• What to work on: Find how many lines in the data below include the word "sailor", then write only that number.

START Given records

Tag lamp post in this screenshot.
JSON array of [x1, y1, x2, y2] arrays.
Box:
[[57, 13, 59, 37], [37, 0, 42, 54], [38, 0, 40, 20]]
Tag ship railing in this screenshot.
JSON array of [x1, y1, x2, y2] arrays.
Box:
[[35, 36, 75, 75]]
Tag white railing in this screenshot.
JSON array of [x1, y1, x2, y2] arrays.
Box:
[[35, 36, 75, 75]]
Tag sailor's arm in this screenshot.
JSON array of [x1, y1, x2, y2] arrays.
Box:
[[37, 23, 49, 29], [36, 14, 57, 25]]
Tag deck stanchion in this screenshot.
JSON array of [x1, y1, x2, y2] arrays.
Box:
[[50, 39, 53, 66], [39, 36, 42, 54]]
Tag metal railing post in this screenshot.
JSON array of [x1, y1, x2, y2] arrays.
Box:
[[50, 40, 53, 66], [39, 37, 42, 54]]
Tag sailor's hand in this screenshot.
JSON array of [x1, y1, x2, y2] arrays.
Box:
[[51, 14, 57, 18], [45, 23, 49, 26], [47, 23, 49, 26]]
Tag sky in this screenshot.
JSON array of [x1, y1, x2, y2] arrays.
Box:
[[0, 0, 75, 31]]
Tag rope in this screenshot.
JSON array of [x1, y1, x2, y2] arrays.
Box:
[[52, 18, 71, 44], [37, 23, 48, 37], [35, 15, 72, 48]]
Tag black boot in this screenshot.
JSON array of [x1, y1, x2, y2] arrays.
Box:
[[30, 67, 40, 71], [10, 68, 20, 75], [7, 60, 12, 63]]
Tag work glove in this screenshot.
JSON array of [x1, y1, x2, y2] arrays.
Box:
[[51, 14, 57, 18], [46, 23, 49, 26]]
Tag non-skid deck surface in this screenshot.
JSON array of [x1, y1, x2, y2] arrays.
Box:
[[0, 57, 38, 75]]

END Given records

• Exercise result: 2